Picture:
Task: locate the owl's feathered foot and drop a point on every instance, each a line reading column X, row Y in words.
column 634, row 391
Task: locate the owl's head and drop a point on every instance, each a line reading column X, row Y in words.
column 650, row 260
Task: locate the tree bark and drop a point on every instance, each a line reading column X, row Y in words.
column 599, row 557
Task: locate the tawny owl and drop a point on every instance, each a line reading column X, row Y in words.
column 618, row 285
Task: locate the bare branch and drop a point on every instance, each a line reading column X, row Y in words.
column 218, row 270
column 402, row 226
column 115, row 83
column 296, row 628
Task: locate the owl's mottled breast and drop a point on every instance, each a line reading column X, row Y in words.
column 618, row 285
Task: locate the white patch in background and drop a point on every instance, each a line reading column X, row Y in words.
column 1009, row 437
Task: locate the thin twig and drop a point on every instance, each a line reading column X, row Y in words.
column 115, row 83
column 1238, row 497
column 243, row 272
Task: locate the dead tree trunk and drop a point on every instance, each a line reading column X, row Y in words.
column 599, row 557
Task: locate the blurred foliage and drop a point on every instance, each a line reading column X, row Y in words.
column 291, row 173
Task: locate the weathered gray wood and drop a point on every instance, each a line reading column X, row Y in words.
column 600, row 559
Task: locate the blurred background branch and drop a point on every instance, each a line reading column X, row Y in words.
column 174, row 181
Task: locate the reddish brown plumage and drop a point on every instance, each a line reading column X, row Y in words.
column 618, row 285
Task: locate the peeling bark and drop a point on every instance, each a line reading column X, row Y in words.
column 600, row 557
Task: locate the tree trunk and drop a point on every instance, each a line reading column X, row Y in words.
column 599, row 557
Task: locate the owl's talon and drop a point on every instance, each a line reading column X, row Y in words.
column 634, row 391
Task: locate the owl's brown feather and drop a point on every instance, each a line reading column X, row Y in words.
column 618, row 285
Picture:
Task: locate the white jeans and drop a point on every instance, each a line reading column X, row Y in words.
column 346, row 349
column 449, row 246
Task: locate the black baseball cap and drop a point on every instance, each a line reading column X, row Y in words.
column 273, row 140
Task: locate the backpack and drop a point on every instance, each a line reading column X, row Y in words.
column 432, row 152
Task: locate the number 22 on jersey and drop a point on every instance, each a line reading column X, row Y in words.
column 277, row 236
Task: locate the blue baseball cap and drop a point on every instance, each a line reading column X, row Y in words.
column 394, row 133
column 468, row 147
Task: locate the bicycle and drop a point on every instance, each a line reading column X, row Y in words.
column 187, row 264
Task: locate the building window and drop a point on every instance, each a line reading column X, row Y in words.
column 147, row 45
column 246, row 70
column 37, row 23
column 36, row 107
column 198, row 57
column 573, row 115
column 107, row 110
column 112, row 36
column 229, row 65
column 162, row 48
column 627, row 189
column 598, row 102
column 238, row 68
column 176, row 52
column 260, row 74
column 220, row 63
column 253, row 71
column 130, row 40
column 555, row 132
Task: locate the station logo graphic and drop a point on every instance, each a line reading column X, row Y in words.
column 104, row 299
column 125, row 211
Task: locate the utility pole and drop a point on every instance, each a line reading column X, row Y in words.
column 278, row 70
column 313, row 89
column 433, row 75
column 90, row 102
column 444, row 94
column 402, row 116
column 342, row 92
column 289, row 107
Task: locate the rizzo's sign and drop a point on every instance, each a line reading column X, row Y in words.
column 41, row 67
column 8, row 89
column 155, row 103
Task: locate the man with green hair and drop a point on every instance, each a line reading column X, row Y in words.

━━━━

Copy out the full set of records precisely, leaving nothing out.

Picture:
Task: locate the owl's feathered foot and drop a point on every instance, each a line reading column X, row Y in words.
column 634, row 391
Task: locate the owl's head and drop a point on every instance, each a line reading column X, row Y in words.
column 650, row 260
Task: locate the tree bark and drop a point on every instance, each a line reading column X, row Y in words.
column 599, row 557
Task: locate the tawny owl and drop a point on every instance, each a line reading column X, row Y in words.
column 618, row 285
Task: locate the bare branch and drop a point on every instance, each a line reading column X, row Y in words.
column 218, row 270
column 402, row 226
column 115, row 83
column 296, row 628
Task: locate the owl's mottled breast and drop a point on every instance, each a line reading column X, row Y in words.
column 618, row 285
Task: locate the white patch in background and drop a point on every instance, each a line reading column X, row Y in words.
column 1009, row 437
Task: locate the thin twig and drop a point on every instance, each a line reading column X, row Y in words.
column 115, row 83
column 1238, row 497
column 243, row 272
Task: locate the dead tree trunk and drop a point on every instance, each a line reading column X, row Y in words.
column 599, row 557
Task: locate the blurred foliage and drop a point on every instance, each a line reading column X, row Y in words.
column 291, row 173
Task: locate the weathered gray wood and drop a point on every instance, each a line reading column X, row Y in words.
column 600, row 559
Task: locate the blurred background branch and drop a point on every instance, each a line reading column X, row Y in words.
column 174, row 181
Task: locate the reddish brown plumage and drop a point on every instance, each a line reading column X, row Y in words.
column 618, row 285
Task: locate the peeling bark and drop a point on every instance, each a line reading column X, row Y in words.
column 600, row 557
Task: locate the tree trunk and drop a point on every instance, each a line reading column X, row Y in words.
column 599, row 557
Task: locate the owl's talon and drop a point on every instance, each a line reading column X, row Y in words.
column 634, row 391
Task: locate the owl's brown feather and drop a point on every instance, each a line reading column X, row Y in words.
column 618, row 285
Picture:
Task: locate the white jeans and drop a point on every instance, each a line reading column X, row Y in words.
column 346, row 349
column 449, row 246
Task: locate the black baseball cap and drop a point on every instance, each a line reading column X, row Y in words.
column 273, row 140
Task: locate the backpack and drop a point on every instance, each a line reading column X, row Y in words.
column 432, row 152
Task: locate the number 22 on jersey and drop a point on every instance, each a line reading column X, row Y in words.
column 277, row 236
Task: locate the blue baseball cap and drop a point on every instance, each a line reading column X, row Y in words.
column 394, row 133
column 468, row 147
Task: locate the bicycle and drop a point on every instance, each a line reading column X, row Y in words.
column 187, row 264
Task: locate the building window and drop a point on every instance, each a line reading column X, row Y in words.
column 147, row 45
column 246, row 70
column 37, row 23
column 36, row 107
column 198, row 57
column 573, row 115
column 107, row 110
column 112, row 36
column 229, row 65
column 162, row 48
column 627, row 189
column 598, row 102
column 238, row 68
column 176, row 52
column 260, row 74
column 220, row 63
column 253, row 71
column 130, row 40
column 555, row 132
Task: locate the station logo graphic and drop a point on every instance, each a line reading column X, row Y in words.
column 104, row 299
column 125, row 211
Task: locate the utility pole and drop a point on every instance, each a line reading column X, row Y in words.
column 278, row 70
column 313, row 89
column 433, row 75
column 90, row 102
column 444, row 94
column 402, row 116
column 342, row 92
column 289, row 107
Task: locate the rizzo's sign and drop a point on every instance, each a line reading column X, row Y in words.
column 41, row 67
column 8, row 89
column 155, row 103
Task: locate the man with green hair and drop a point on every instance, each a line reading column X, row Y in words.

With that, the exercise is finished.